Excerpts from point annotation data
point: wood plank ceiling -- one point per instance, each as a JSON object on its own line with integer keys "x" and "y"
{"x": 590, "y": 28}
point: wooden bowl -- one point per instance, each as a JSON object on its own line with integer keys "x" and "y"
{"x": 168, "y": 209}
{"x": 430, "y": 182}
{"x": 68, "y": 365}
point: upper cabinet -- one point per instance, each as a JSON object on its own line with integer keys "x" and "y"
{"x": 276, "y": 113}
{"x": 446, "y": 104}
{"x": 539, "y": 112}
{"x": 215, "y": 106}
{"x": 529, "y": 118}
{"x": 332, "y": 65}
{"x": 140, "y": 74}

▶ **Requirements**:
Output all records verbatim.

▶ **Finished task**:
point: wood plank ceiling -- one point per instance, each as a JSON object on its own line with integer keys "x" and "y"
{"x": 590, "y": 28}
point: wooden bowl -- one point per instance, each as a JSON object on its own line with integer keys "x" and "y"
{"x": 168, "y": 209}
{"x": 430, "y": 182}
{"x": 68, "y": 365}
point: upper cabinet -- one point per instance, each as a JSON object on its own line with integer keys "x" and "y"
{"x": 276, "y": 113}
{"x": 446, "y": 104}
{"x": 539, "y": 112}
{"x": 215, "y": 106}
{"x": 529, "y": 118}
{"x": 332, "y": 65}
{"x": 140, "y": 74}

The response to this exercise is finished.